=== Extract provided ===
○ ○ ○ ○ ○ ○ ○

Re: [Tutor] A regular expression problem

2010-12-01 Thread Steven D'Aprano

Josep M. Fontana wrote:
[...]

I guess this is because the character encoding was not specified but
accented characters in the languages I'm dealing with should be
treated as a-z or A-Z, shouldn't they? 


No. a-z means a-z. If you want the localized set of alphanumeric 
characters, you need \w.


Likewise 0-9 means 0-9. If you want localized digits, you need \d.


> I mean, how do you deal with

languages that are not English with regular expressions? I would
assume that as long as you set the right encoding, Python will be able
to determine which subset of specific sequences of bytes count as a-z
or A-Z.


Encodings have nothing to do with this issue.

Literal characters a, b, ..., z etc. always have ONE meaning: they 
represent themselves (although possibly in a case-insensitive fashion). 
E means E, not È, É, Ê or Ë.


Localization tells the regex how to interpret special patterns like \d 
and \w. This has nothing to do with encodings -- by the time the regex 
sees the string, it is already dealing with characters. Localization is 
about what characters are in categories ("is 5 a digit or a letter? how 
about ٣ ?").


Encoding is used to translate between bytes on disk and characters. For 
example, the character Ë could be stored on disk as the hex bytes:


\xcb  # one byte
\xc3\x8b  # two bytes
\xff\xfe\xcb\x00  # four bytes

and more, depending on the encoding used.

○ ○ ○ ○ ○ ○ ○

Entries from a dataset:

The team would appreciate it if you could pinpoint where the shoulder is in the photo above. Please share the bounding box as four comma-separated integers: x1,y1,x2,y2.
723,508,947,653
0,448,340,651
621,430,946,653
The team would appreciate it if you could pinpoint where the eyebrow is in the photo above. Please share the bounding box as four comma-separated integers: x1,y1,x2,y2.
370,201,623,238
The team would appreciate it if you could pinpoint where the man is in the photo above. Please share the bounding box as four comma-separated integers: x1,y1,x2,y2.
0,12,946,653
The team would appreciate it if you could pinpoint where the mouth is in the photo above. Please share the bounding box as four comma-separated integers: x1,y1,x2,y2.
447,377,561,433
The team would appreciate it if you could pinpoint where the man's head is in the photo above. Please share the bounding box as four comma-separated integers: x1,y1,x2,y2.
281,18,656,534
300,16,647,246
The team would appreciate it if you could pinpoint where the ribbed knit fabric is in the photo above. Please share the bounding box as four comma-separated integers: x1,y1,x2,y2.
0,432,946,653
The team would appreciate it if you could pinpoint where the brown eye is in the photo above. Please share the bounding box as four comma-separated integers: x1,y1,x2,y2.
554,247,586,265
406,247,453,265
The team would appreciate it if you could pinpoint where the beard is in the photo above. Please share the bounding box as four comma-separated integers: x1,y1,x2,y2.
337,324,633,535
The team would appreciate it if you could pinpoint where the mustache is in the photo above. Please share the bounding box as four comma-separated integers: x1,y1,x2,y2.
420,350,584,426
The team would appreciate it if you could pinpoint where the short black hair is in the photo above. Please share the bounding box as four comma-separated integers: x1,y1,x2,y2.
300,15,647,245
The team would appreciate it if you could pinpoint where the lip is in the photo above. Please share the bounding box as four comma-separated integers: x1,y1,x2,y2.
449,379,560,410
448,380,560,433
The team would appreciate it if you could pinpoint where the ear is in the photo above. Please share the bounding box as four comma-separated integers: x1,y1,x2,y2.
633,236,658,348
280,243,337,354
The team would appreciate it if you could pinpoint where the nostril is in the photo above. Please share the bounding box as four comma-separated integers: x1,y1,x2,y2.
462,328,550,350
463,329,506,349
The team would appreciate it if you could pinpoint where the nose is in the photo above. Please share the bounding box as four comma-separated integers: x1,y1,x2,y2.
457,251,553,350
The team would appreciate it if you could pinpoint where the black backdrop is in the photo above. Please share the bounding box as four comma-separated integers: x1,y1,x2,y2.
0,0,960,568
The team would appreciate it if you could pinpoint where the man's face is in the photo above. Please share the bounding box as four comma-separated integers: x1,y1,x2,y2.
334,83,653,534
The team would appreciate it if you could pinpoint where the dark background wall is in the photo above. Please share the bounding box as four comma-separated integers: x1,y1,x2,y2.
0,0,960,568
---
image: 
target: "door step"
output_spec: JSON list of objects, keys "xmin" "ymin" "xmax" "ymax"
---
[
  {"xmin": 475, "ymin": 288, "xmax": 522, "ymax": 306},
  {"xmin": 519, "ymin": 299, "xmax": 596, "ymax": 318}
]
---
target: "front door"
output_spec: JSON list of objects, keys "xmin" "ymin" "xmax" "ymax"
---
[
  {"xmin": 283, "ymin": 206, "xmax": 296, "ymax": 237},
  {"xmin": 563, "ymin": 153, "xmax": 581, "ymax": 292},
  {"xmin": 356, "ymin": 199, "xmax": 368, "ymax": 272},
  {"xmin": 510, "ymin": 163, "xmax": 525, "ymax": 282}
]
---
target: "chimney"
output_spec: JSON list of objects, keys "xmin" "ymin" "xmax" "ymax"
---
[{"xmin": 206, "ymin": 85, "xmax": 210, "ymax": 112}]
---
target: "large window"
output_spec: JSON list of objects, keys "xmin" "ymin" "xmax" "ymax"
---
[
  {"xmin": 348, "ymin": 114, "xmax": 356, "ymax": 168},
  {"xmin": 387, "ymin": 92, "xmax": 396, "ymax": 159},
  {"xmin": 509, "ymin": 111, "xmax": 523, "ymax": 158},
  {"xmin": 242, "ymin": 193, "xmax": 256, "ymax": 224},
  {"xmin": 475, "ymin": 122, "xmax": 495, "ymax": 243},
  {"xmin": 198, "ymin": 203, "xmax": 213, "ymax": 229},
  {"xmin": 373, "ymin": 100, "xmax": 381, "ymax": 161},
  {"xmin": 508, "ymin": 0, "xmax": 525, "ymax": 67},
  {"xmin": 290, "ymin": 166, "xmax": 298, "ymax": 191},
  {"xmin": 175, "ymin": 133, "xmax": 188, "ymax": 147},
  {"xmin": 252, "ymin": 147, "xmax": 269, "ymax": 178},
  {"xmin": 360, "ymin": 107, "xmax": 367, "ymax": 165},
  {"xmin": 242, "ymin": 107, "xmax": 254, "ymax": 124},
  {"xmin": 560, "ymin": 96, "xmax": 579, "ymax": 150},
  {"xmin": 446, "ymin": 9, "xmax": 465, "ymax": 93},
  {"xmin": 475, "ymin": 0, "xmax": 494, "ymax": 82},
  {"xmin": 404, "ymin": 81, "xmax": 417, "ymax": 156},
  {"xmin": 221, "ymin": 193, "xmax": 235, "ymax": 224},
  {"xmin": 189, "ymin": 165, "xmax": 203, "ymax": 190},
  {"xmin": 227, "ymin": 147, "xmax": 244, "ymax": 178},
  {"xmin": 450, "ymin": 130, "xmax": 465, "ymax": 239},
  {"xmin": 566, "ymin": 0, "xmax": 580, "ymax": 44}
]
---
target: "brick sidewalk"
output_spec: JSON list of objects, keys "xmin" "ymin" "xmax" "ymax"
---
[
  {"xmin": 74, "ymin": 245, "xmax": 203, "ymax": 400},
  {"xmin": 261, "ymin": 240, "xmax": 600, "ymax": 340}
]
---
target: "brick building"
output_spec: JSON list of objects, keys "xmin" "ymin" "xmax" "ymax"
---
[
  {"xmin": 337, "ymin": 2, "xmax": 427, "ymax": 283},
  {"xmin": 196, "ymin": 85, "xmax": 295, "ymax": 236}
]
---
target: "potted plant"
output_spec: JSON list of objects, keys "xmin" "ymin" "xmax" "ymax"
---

○ ○ ○ ○ ○ ○ ○

=== Exercise requirements ===
a) According to the forum reply, what does encoding translate between?
b) Return the passage of the forum reply between "languages that are" and "a case-insensitive fashion).", inclusive.

=== Solutions ===
a) Encoding translates between bytes on disk and characters.

b)
languages that are not English with regular expressions? I would
assume that as long as you set the right encoding, Python will be able
to determine which subset of specific sequences of bytes count as a-z
or A-Z.


Encodings have nothing to do with this issue.

Literal characters a, b, ..., z etc. always have ONE meaning: they 
represent themselves (although possibly in a case-insensitive fashion).